No vamos a transportarnos, de
regreso, a la edad media, ni siquiera a
la colonia. Probablemente comenzaremos nuestro relato ubicándolo en los
alborozados días del nacimiento de nuestra Independencia. Cuando el supremo
titular de la Capitanía General de Venezuela, Vicente Emparan, compelido a
pronunciarse sobre la legitimidad de su gestión, ante un Cabildo extraordinario
convocado por indignados de la época, renuncia a su mandato y deja correr los
acontecimientos, convencido de que sus bases de sustentación, en el imperio,
han sido derribadas. Para muchos comienza allí, en ese instante tan
pomposamente celebrado cada año, con un primer latido, nuestra República y
nuestra soberanía política y territorial.

▸ **Partes del ejercicio**
1. Responde con base en el fragmento sobre la Independencia de Venezuela:
(a) ¿Qué cargo ejercía Vicente Emparan?
(b) ¿Ante qué órgano se vio obligado a pronunciarse sobre la legitimidad de su gestión?
(c) Según el fragmento, ¿qué comienza para muchos en ese instante?
2. Prosigue el fragmento sobre la Independencia de Venezuela a partir de su última oración.
El material no guarda relación con este fragmento.

▸ **Datos mostrados**

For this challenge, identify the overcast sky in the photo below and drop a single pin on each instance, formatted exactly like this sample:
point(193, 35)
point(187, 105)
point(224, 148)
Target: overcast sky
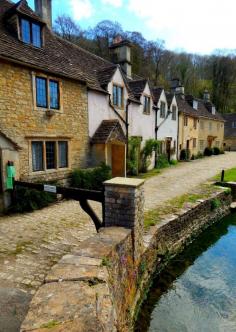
point(198, 26)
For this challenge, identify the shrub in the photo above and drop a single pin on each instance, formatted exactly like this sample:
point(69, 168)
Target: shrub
point(27, 200)
point(208, 152)
point(162, 161)
point(173, 162)
point(216, 150)
point(151, 145)
point(91, 178)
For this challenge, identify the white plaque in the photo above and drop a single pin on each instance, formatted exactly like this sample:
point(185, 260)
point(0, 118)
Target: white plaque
point(50, 189)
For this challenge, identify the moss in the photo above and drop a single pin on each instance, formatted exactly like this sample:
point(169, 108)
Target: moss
point(50, 324)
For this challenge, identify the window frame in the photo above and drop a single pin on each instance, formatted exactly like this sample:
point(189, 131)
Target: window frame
point(121, 87)
point(56, 142)
point(146, 106)
point(48, 80)
point(31, 34)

▸ **Respuestas finales**
1.
(a) Era el supremo titular de la Capitanía General de Venezuela.
(b) Ante un Cabildo extraordinario convocado por indignados de la época.
(c) Comienzan la República y la soberanía política y territorial.

2.
Luego vino la guerra, larga y
sangrienta, la cual llenó de cadáveres los campos de la nueva unidad
geográfica. Y conformó una cultura distinta en quienes a partir de ese momento
pasaron a ser ciudadanos de la República de Venezuela, furiosamente
independientes y quienes no creyeron ni a sus propios líderes, cuando se les
invitó a formar parte, integrada, de una federación más ampulosa y de mayor contenido
político, de mayor potencialidad económica y de mayor profundidad cultural. La
Gran Colombia, para Venezuela, tuvo su
propio 19 de Abril en La Cosiata de 1826 y en el Congreso de Valencia,
apadrinado por José Antonio Páez, en 1830, meses antes de la muerte de El
Libertador. A partir de esa fecha, Venezuela sería definitivamente
independiente, con conciencia de feudo impenetrable y tendría, desde entonces,
su propio Emperador, su dueño.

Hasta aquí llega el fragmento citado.